*Task instructions*. Could you put every line of the data below into a numbered list, skipping blank lines and leaving out the pictures?

[Begin Listed records]

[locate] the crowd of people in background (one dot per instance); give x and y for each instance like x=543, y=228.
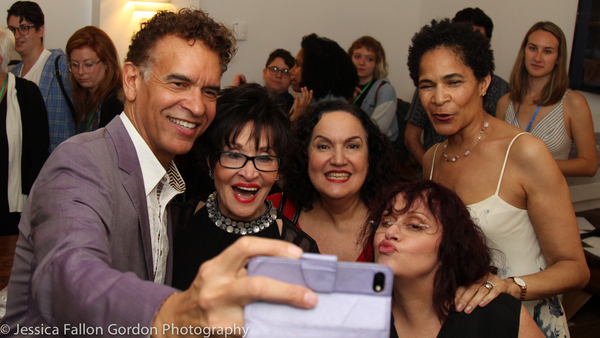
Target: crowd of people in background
x=151, y=179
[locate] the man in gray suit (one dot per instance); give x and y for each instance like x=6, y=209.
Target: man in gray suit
x=94, y=253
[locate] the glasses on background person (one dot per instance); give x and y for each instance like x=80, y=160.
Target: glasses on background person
x=23, y=30
x=88, y=67
x=275, y=70
x=233, y=160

[End Listed records]

*Answer to this problem*.
1. [locate] the crowd of people in background (one dot per instance); give x and y for each instance like x=543, y=228.
2. Target: crowd of people in background
3. x=151, y=179
4. [locate] the man in gray suit (one dot per instance); give x and y for each instance like x=6, y=209.
5. Target: man in gray suit
6. x=94, y=253
7. [locate] the glasses on background person (one dot per instance); give x and y for each instance like x=80, y=160.
8. Target: glasses on background person
9. x=23, y=30
10. x=88, y=67
11. x=275, y=70
12. x=233, y=160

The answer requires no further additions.